What lines below hold the string "white"? Copy them all.

*** Listed records ***

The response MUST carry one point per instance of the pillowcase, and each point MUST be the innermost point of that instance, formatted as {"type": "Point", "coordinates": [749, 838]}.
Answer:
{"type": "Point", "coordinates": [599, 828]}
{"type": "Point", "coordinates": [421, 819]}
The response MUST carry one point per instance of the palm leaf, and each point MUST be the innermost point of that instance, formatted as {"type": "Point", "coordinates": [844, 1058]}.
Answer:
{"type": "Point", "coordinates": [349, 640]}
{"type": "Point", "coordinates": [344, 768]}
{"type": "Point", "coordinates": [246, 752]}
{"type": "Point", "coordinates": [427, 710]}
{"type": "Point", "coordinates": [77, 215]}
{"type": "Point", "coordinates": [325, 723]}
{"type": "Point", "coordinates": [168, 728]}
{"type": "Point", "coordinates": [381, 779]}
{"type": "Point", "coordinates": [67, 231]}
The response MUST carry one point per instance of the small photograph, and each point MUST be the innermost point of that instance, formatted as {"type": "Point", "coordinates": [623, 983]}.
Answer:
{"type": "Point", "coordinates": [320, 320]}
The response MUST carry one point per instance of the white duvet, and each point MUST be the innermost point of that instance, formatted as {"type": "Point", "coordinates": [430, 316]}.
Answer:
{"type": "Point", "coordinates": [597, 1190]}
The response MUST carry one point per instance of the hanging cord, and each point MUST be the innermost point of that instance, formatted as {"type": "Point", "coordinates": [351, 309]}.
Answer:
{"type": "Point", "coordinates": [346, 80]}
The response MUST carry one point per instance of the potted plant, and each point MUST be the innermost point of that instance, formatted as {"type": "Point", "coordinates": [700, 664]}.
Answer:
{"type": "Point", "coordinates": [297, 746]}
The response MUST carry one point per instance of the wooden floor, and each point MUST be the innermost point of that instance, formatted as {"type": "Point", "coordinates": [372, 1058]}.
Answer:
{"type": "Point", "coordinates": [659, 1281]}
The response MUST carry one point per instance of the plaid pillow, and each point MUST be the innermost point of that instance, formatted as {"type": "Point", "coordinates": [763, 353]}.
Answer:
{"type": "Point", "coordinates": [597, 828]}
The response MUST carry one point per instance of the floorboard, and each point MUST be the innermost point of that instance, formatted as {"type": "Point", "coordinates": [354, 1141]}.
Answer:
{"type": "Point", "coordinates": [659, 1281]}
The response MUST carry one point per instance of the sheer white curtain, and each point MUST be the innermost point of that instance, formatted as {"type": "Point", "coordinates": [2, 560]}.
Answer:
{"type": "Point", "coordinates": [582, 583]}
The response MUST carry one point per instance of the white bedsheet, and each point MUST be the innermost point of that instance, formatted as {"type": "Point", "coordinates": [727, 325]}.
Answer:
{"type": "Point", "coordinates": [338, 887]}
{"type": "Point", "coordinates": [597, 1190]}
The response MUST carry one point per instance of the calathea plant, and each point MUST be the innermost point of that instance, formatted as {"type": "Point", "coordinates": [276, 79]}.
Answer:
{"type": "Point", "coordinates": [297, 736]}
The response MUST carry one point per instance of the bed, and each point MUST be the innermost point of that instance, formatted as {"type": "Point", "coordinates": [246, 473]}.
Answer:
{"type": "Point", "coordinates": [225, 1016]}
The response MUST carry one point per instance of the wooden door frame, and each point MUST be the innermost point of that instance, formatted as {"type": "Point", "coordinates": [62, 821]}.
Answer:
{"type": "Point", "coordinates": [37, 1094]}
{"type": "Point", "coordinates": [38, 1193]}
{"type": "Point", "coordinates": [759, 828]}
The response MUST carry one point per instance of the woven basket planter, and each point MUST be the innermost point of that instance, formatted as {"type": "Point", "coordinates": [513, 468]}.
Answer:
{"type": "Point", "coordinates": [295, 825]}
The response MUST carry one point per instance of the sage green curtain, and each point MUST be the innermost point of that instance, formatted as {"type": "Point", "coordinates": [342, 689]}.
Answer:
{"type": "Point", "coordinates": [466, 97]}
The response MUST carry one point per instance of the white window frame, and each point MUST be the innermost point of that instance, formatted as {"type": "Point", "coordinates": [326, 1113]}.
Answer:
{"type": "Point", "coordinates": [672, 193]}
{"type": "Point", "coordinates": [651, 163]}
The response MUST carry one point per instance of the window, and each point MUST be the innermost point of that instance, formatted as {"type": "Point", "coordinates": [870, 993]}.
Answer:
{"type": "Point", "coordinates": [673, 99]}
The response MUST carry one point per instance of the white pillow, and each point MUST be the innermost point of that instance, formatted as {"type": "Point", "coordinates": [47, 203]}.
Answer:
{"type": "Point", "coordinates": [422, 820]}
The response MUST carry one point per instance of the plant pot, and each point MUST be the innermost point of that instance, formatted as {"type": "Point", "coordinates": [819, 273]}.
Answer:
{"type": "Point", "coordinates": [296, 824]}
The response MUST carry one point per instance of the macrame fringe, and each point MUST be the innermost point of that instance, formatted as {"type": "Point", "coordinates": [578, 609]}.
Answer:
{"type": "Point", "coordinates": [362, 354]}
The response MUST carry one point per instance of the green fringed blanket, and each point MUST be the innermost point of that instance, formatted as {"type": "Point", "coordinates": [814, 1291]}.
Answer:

*** End of Listed records ***

Solution to this problem ▸
The response MUST carry one point per instance of the white duvet, and each point MUST be the innermost point of that instance, formatted as {"type": "Point", "coordinates": [430, 316]}.
The response MUST carry one point per instance of the sheer white curtain, and each point MUST be the innermost point of that instance, formatted as {"type": "Point", "coordinates": [2, 560]}.
The response MUST carry one point per instance of the white bedsheet, and each point MUST be the innermost point of that instance, formatted as {"type": "Point", "coordinates": [727, 325]}.
The response MUST carry one point per instance of the white window frame, and each point MUST be the innermost point of that instance, formatted as {"type": "Point", "coordinates": [326, 1113]}.
The response MUST carry one point per instance of the white pillow, and each point MUST be the innermost point of that instance, formatted as {"type": "Point", "coordinates": [47, 203]}.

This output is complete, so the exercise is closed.